WHAT YOU WILL DO |
Reproduce all of the following records verbatim, keeping every line unchanged and in its original order.
### LISTING ###
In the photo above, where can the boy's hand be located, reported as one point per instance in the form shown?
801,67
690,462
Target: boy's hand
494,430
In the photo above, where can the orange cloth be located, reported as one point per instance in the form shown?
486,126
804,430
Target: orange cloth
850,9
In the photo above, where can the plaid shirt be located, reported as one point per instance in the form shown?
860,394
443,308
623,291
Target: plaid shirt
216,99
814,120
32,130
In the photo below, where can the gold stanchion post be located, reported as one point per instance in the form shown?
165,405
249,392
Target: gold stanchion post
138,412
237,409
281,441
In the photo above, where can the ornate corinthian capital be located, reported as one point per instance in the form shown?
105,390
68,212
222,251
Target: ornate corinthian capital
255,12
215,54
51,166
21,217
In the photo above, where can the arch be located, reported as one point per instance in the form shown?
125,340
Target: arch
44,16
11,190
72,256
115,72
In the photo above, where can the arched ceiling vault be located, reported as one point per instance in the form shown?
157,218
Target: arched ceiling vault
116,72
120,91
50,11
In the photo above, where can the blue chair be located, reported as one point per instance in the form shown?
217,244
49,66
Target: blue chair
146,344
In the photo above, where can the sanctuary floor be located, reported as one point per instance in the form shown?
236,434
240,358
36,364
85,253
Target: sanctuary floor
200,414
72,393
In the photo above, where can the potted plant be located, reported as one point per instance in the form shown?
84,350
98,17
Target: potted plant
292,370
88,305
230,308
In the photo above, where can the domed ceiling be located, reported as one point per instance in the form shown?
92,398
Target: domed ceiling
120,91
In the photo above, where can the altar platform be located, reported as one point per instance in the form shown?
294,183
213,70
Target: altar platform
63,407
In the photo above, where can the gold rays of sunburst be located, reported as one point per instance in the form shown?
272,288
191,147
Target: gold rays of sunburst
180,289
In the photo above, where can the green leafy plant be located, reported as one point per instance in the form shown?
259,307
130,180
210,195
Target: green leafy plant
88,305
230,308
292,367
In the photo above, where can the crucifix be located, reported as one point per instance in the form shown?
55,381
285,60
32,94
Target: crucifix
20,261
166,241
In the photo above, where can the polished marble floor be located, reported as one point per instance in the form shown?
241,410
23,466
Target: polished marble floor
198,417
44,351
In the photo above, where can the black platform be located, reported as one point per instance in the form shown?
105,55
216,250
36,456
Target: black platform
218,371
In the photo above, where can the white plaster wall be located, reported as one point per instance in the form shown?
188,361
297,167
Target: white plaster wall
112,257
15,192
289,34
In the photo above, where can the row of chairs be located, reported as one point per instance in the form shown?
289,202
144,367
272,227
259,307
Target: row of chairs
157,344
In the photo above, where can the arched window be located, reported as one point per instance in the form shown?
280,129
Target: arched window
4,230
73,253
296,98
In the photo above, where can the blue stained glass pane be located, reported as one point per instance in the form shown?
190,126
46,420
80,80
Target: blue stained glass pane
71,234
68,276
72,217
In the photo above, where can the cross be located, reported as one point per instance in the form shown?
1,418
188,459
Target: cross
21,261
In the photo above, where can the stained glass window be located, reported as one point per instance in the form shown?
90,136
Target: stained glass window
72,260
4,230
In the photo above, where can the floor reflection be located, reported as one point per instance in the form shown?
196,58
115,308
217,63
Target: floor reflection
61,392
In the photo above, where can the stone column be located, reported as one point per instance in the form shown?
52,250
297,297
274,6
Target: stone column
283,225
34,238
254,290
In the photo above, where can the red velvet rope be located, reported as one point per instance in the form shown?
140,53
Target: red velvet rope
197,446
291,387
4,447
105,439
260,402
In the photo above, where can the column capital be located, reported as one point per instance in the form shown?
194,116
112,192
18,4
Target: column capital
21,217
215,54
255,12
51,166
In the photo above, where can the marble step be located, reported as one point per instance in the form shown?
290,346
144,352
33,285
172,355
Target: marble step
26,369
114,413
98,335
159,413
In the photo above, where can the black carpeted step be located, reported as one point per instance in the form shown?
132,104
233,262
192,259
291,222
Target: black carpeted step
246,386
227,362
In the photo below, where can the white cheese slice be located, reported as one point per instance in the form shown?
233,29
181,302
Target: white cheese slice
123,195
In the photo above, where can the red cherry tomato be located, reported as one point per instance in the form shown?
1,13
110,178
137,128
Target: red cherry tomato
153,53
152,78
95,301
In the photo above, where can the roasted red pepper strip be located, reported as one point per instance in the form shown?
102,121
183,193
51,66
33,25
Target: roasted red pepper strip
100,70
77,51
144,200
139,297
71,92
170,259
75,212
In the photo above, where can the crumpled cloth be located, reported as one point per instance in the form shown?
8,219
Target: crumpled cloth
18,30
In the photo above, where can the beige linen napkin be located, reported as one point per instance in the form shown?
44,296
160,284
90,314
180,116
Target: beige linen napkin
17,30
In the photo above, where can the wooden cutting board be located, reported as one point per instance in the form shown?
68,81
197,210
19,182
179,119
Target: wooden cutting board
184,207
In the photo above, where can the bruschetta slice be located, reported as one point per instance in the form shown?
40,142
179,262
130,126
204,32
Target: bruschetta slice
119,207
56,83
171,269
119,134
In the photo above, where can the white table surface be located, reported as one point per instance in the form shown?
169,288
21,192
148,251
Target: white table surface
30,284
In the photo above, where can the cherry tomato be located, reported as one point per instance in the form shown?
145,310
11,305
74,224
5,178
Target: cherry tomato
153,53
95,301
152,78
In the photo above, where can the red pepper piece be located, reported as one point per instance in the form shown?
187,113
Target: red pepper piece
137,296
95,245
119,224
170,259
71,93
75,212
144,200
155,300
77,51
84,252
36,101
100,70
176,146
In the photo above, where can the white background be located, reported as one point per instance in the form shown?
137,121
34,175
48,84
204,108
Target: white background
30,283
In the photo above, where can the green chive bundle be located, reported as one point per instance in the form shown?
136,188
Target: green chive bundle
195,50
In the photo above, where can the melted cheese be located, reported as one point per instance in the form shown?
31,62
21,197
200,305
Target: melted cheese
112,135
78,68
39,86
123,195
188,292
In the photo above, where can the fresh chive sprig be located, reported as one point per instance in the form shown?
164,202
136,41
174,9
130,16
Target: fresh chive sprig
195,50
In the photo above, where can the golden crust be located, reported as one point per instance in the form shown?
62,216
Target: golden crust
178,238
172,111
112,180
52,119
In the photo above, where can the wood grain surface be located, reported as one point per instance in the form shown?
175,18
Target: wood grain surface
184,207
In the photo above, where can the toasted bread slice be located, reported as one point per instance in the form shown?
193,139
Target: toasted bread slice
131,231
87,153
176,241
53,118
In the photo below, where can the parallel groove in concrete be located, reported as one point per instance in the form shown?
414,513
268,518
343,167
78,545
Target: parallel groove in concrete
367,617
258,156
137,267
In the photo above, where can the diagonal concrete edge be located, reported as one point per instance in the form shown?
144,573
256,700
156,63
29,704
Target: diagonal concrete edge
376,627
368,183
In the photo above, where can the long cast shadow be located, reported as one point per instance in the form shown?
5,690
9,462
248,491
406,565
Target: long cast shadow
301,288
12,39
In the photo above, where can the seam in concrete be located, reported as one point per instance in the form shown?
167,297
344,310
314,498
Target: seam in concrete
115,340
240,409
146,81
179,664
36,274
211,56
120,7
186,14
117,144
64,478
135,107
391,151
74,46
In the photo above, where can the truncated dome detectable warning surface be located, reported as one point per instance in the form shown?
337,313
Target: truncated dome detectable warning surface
###
CORRECT RESULT |
In the photo above, where can the boy's hand be located, reported as one point per instance in the form shown?
801,67
690,462
Target: boy's hand
494,430
In the photo above, where can the orange cloth be located, reported as one point per instance in the form shown?
486,126
804,430
Target: orange cloth
850,9
In the photo above, where can the plaid shirt be located, reported as one point per instance in the form shown?
860,394
443,308
623,291
Target: plaid shirt
216,99
814,120
32,130
In the photo below, where can the gold stanchion post be located, reported as one point per instance in the form shown?
165,405
249,392
Target: gold stanchion post
138,412
237,409
281,441
In the photo above, where can the ornate corinthian capital be located, reported as one point per instance in the form shown?
105,390
68,212
222,251
Target: ornate corinthian capital
255,12
215,54
51,166
21,217
In the photo above, where can the arch be located, reported as one point per instance in the form shown?
125,340
Target: arch
44,16
11,190
72,256
115,72
In the photo above, where can the arched ceiling vault be located, reported as one point per instance in the form shown?
157,218
Target: arched ceiling vault
116,72
120,91
50,11
In the photo above, where can the blue chair be located, reported as one point per instance in the form shown?
217,244
49,66
Target: blue chair
146,344
In the photo above, where can the sanctuary floor be located, reported as one point per instance in the form shown?
236,434
240,358
36,364
85,253
Target: sanctuary floor
200,414
72,393
In the photo above, where can the potted plant be located, reported as one point per instance in the form shown?
84,350
98,17
Target: potted plant
292,370
88,305
230,308
In the photo above, where can the domed ceiling be located, reported as one point per instance in the form shown?
92,398
Target: domed ceiling
120,91
In the photo above, where can the altar platform be located, reported as one point per instance in the form shown?
294,183
213,70
Target: altar platform
63,407
In the photo above, where can the gold rays of sunburst be located, reported as one point per instance in the form shown?
272,288
191,147
Target: gold rays of sunburst
180,289
In the photo above, where can the green leafy plant be located, reported as one point per instance in the form shown?
259,307
130,180
210,195
Target: green leafy plant
88,305
230,308
292,367
In the photo above, where can the crucifix be located, reported as one point per instance in the form shown?
55,381
285,60
32,94
Target: crucifix
20,261
166,241
In the photo above, where can the polished marble floor be located, reported as one point per instance in the form shown?
241,410
23,466
Target: polished marble floor
198,417
44,351
In the photo above, where can the black platform be located, reported as one point per instance in the form shown?
105,55
216,250
36,456
Target: black platform
218,371
In the photo above, where can the white plaster wall be located, reported as one point per instance in the form shown?
188,361
297,167
Target: white plaster wall
112,257
15,192
289,34
In the photo above, where can the row of chairs be located, reported as one point per instance in the form shown?
289,202
144,367
272,227
259,307
Target: row of chairs
157,344
In the photo above, where can the arched window be located, reported as one point per instance in the form shown?
280,129
Target: arched window
4,230
73,253
296,98
In the photo above, where can the blue stained glass pane be located, reported as one point per instance in the form shown?
190,126
46,420
80,80
Target: blue stained glass pane
71,234
68,276
72,217
In the photo above, where can the cross be located, reported as one point per instance in the form shown?
1,418
188,459
Target: cross
21,261
In the photo above, where can the stained glass window be located, reported as one point per instance in the form shown?
90,136
Target: stained glass window
72,260
4,230
In the photo above, where can the floor reflection be located, reported as one point per instance in the form shown?
196,58
115,308
217,63
Target: floor reflection
61,392
In the photo above, where can the stone column be located, reported as one point per instance in the form shown?
52,250
297,297
274,6
Target: stone column
283,225
34,238
254,290
In the photo above, where can the red velvet rope be located, reported as one point per instance in the form shown?
140,53
Target: red velvet rope
197,446
291,387
4,447
105,439
260,402
In the photo above, where can the column capital be located, reported as one point per instance in the form shown?
194,116
112,192
18,4
Target: column capital
21,217
215,54
255,12
51,166
In the photo above, where can the marble step be located, reported as one point per instance in the form shown?
290,346
144,352
33,285
172,355
Target: marble step
26,369
114,413
98,335
159,413
In the photo above, where can the black carpeted step be located, reported as one point per instance in the form shown?
132,104
233,262
192,259
291,222
Target: black carpeted step
246,386
227,362
In the photo below, where can the white cheese slice be located, reported as one point per instance in the form shown?
233,29
181,302
Target: white cheese slice
123,195
In the photo above, where can the red cherry tomato be located, reported as one point per instance in the form shown?
1,13
110,178
137,128
Target: red cherry tomato
153,53
152,78
95,301
In the photo above, where can the roasted red pepper strip be located, reported as one point per instance in the form shown?
102,121
183,193
51,66
33,25
Target: roasted red pepper strip
100,70
77,51
144,200
139,297
71,92
170,259
75,212
In the photo above, where can the crumpled cloth be located, reported as one point per instance in the form shown?
8,219
Target: crumpled cloth
18,30
In the photo above, where can the beige linen napkin be located, reported as one point per instance in the form shown?
44,296
160,284
90,314
180,116
Target: beige linen napkin
17,30
In the photo above, where can the wooden cutting board be located, reported as one point per instance in the form shown?
68,81
197,210
19,182
179,119
Target: wooden cutting board
184,207
In the photo above, where can the bruschetta slice be located, reported as one point per instance in the form shown?
40,142
179,262
130,126
204,32
Target: bruschetta slice
119,207
56,83
171,269
119,134
In the photo above, where can the white table surface be located, reported as one point per instance in the form shown?
169,288
21,192
148,251
Target: white table surface
30,284
In the photo above, where can the cherry tomato be located, reported as one point per instance in the form shown?
145,310
11,305
74,224
5,178
Target: cherry tomato
153,53
95,301
152,78
In the photo above, where can the red pepper piece be located, reported as one point per instance in the form shown?
187,113
Target: red pepper piece
137,296
95,245
119,224
170,259
71,93
75,212
144,200
155,300
77,51
84,252
36,101
100,70
176,146
In the photo above, where can the white background be located, reported as one point per instance in the form shown?
137,121
34,175
48,84
204,108
Target: white background
30,283
In the photo above, where can the green chive bundle be located, reported as one point per instance in the form shown?
136,188
Target: green chive bundle
195,50
In the photo above, where can the melted cheese be located, reported as one point per instance in the form shown?
31,62
21,197
200,305
Target: melted cheese
112,135
78,68
39,86
123,195
188,292
In the photo above, where can the fresh chive sprig be located, reported as one point per instance in the form shown?
164,202
136,41
174,9
130,16
Target: fresh chive sprig
195,50
In the photo above, where can the golden crust be located, reported as one point per instance in the form shown?
62,216
Target: golden crust
178,238
172,111
112,180
52,119
In the photo above, where can the wood grain surface be located, reported as one point per instance in the form shown?
175,18
Target: wood grain surface
184,207
In the photo above, where can the toasted bread slice be located, reported as one point per instance in the form shown?
193,139
Target: toasted bread slice
131,231
87,153
176,241
53,118
In the photo below, where can the parallel groove in concrete be located, reported as one point per instance in the form shown?
414,513
268,518
343,167
78,545
Target: parallel groove in concrete
367,617
258,156
137,267
In the photo above, where can the diagonal concrete edge be located, reported as one point per instance in the form shown?
144,573
256,700
156,63
29,704
Target: diagonal concrete edge
376,627
368,183
In the photo above, where can the long cast shadow be located, reported as one point per instance in the form shown?
5,690
9,462
248,491
406,565
Target: long cast shadow
301,288
12,39
In the photo above, where can the seam in concrete be located, reported as one point per instance in the form shown?
167,297
344,310
314,498
Target: seam in concrete
115,340
240,409
146,81
179,664
36,274
211,56
120,7
186,14
117,144
64,478
135,107
391,151
74,46
In the photo above, where can the truncated dome detectable warning surface be located, reported as one point per instance in the form shown?
337,313
Target: truncated dome detectable warning surface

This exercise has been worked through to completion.